# Provided information:

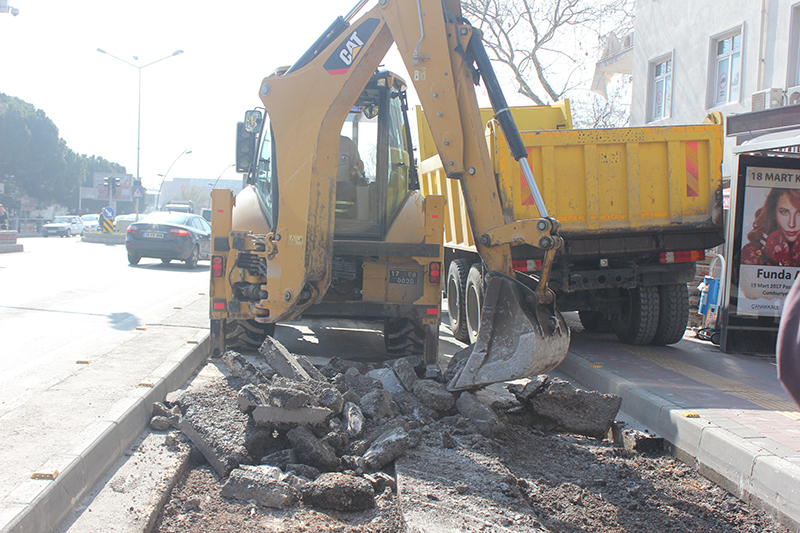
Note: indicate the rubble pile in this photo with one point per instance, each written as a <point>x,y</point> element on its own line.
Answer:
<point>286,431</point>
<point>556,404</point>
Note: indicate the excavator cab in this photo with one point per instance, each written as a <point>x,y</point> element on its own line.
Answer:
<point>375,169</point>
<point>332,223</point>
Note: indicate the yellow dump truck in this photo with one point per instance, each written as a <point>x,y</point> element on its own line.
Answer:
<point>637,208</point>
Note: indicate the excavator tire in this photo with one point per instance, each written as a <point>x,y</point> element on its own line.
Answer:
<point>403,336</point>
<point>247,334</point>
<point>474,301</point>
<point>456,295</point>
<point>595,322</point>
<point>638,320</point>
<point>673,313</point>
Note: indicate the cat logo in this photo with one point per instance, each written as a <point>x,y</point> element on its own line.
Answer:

...

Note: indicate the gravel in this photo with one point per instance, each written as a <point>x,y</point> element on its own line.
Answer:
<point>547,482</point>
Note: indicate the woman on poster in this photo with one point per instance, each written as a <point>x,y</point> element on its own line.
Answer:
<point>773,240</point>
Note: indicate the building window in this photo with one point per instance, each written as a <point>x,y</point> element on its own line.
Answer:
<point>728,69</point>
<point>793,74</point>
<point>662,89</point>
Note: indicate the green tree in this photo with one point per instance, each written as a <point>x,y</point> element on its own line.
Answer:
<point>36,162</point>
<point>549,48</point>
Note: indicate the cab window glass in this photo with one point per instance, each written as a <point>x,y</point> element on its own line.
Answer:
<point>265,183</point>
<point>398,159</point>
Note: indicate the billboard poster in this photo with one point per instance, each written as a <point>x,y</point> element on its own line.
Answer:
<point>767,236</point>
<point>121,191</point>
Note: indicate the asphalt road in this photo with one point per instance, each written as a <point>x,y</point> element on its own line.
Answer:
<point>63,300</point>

# Goal of the exercise:
Within the material above, output exactly the lines from the one with "Note: indicate the rubble" through the one with "Note: indicate the excavator tire", end lines included, and nothing besides.

# Solution to the problem:
Note: indicate the rubble pile in this photo with one point per instance, each written as a <point>x,y</point> element on its own line.
Answer:
<point>286,431</point>
<point>556,404</point>
Note: indicate the excavator cab in this photo with one point per instance, each written as a <point>x,y</point> element on its own line.
Answer:
<point>375,169</point>
<point>332,223</point>
Note: indicate the yellow dump truck in this photo with one point per instance, each written as a <point>x,y</point> element on its own line.
Answer:
<point>637,208</point>
Note: indicate the excavator tire in this photo with one point per instance, each written as a <point>x,y</point> element on its own line.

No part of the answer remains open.